**Exercise instructions:** The entries that follow need to be returned without any alteration.

Source records
▬▬▬▬▬▬
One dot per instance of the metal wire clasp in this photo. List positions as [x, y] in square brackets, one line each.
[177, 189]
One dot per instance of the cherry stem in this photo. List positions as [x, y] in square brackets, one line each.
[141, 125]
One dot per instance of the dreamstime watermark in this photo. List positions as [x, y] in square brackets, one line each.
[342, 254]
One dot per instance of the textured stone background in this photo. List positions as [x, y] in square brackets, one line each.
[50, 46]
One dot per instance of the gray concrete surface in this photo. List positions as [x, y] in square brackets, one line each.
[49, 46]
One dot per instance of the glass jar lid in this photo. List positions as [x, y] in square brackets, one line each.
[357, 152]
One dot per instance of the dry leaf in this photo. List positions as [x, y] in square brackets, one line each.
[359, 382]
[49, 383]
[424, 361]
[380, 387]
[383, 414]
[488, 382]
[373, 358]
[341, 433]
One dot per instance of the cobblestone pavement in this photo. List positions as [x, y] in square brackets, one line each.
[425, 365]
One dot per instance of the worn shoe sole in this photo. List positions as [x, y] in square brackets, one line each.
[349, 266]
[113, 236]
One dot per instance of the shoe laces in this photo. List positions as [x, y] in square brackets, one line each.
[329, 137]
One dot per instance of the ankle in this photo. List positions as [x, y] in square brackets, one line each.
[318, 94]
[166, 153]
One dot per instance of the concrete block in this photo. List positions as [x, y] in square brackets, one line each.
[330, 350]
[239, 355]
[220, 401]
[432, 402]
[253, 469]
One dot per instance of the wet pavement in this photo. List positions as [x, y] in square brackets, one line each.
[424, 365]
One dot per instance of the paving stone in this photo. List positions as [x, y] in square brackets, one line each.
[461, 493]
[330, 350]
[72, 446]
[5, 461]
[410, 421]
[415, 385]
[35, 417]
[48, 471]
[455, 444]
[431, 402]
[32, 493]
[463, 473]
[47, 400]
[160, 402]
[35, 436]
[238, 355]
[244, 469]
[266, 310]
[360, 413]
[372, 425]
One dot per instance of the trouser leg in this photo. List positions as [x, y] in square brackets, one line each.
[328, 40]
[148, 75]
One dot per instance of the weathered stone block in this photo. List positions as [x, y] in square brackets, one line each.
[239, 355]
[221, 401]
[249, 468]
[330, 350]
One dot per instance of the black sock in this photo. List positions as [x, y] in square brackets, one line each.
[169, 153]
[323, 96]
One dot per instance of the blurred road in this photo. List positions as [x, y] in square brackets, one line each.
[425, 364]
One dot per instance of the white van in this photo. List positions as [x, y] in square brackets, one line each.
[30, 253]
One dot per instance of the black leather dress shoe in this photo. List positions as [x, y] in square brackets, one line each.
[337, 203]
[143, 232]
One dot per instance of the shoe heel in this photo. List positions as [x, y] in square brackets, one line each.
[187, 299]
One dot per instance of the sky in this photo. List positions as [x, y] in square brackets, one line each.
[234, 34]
▬▬▬▬▬▬
**Answer for the task:**
One dot per instance of the metal wire clasp in this photo. List positions as [x, y] in square brackets, one line each.
[177, 189]
One dot per instance of the cherry stem in this photo. List positions as [x, y] in square brackets, one line each.
[141, 125]
One dot per instance of the dreamstime watermark in this photo. List positions as [x, y] in square brackets, one line each.
[342, 254]
One dot per instance of the textured stone background in this photo. List positions as [x, y] in square brackets, one line each.
[50, 46]
One dot per instance of the gray concrete surface in this photo. List positions as [x, y] in square brackets, one line each.
[49, 46]
One dot per instance of the glass jar lid in this photo. List positions as [x, y] in square brackets, one line each.
[357, 152]
One dot per instance of the dry leaf in this photo. List positions as [x, y] in square brackets, one line each.
[359, 382]
[49, 383]
[424, 361]
[380, 387]
[383, 414]
[488, 382]
[373, 358]
[341, 433]
One dot per instance of the cobblestone pavement in this photo. List positions as [x, y] in square brackets, one line each.
[425, 365]
One dot per instance of the worn shoe sole in this photo. List positions as [x, y] in square brackets, one line each.
[349, 266]
[113, 236]
One dot per instance of the shoe laces in this photo. List positions as [x, y] in square brackets, one line each.
[329, 137]
One dot per instance of the ankle in this photo. List positions as [x, y] in square brackets, one line each.
[318, 94]
[166, 153]
One dot per instance of the concrete block in this photo. List positions as [x, y] in square brackets, one line each.
[330, 350]
[239, 355]
[220, 401]
[432, 402]
[253, 469]
One dot per instance of the wet pavement in this photo. List positions as [x, y] in square brackets, one line each.
[424, 365]
One dot per instance of the paving stone in this photo. List positions as [x, y] in square brackets, one line each.
[461, 493]
[330, 350]
[72, 446]
[5, 461]
[410, 421]
[415, 385]
[35, 417]
[48, 471]
[455, 444]
[431, 402]
[32, 493]
[463, 473]
[47, 400]
[160, 402]
[35, 436]
[238, 355]
[244, 469]
[266, 310]
[360, 413]
[372, 425]
One dot per instance of the trouser leg in this photo. List positions as [x, y] in square brackets, one line each.
[328, 40]
[148, 75]
One dot per instance of the weathered stone block in this photo. List positions as [x, y] in square brackets, one line each.
[239, 355]
[221, 401]
[249, 468]
[330, 350]
One dot per instance of the black sock in this photo. List positions as [x, y] in square brackets, one line each.
[169, 153]
[323, 96]
One dot per instance of the blurred road in this photo. List positions as [x, y] in square brackets, one line each.
[425, 364]
One dot per instance of the white van in this photo. List positions as [x, y] in square brackets, one line each.
[30, 253]
One dot per instance of the black leather dress shoe in this photo. List positions as [x, y] in square brackets, one line each.
[337, 203]
[143, 232]
One dot per instance of the shoe heel in this photo. List positions as [x, y] in square brackets, one line each.
[187, 299]
One dot per instance of the sky in this photo. List positions as [x, y] in square brackets, one line each.
[234, 34]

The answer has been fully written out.